* [Exercise description] When you find the line with "Would you be able to indicate the concrete" among the records below, reproduce it and each line after it exactly, ending with the line with "Would you be able to indicate the tree".

* [Dataset records]
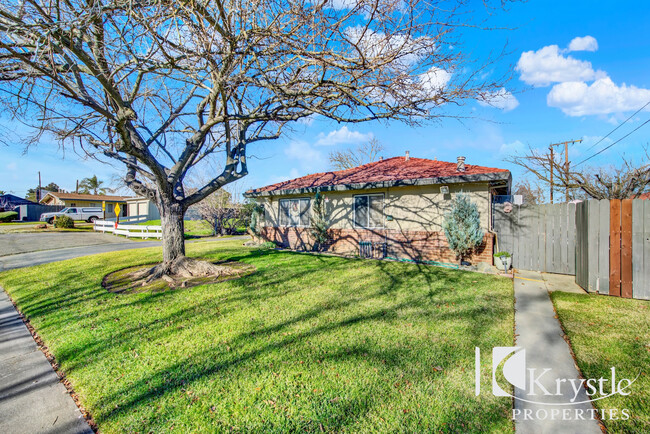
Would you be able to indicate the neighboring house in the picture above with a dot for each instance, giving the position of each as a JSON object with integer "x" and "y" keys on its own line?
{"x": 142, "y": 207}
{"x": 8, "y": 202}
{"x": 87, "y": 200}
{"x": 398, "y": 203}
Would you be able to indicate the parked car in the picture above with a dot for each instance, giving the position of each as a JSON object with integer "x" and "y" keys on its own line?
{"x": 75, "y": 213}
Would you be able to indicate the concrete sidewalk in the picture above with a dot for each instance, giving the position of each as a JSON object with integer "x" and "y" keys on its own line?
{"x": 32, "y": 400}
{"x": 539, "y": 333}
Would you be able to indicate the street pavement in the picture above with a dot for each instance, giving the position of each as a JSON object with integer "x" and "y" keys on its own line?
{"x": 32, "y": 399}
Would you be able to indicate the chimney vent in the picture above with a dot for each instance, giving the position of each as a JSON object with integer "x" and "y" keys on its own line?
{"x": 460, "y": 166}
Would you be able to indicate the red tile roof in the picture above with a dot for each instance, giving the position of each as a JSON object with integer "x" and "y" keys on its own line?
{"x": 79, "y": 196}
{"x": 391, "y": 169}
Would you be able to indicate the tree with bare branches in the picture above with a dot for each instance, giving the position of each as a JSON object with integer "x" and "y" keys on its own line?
==
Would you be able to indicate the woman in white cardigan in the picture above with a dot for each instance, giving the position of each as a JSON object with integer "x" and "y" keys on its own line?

* [Answer space]
Would you be able to indicate the concrete sidewalk in the picture above with a dot for each instance, giving the position of each as a JSON object with integer "x" and "y" keys on its own line?
{"x": 32, "y": 400}
{"x": 539, "y": 333}
Would you be able to indicate the street pavement in the picture above with a dot for each instance, giving the position of each as a JSON object with integer "x" and "y" keys on its own line?
{"x": 32, "y": 399}
Would you be able to indicate the chimney vent in the picture above with a dot for each instance, giving the position of each as a JSON object with integer "x" and "y" keys on its own line?
{"x": 460, "y": 166}
Would you be able to indicate the red tile roof in the picture above with a dot for each instance, giving the position of each as a JSON object with integer "x" and "y" keys on its own line?
{"x": 79, "y": 196}
{"x": 391, "y": 169}
Would you be able to indicate the tree with bare branches in the picture above with a dot for each instance, giving the position of each as a JSON object with integer "x" and "y" keys on its own line?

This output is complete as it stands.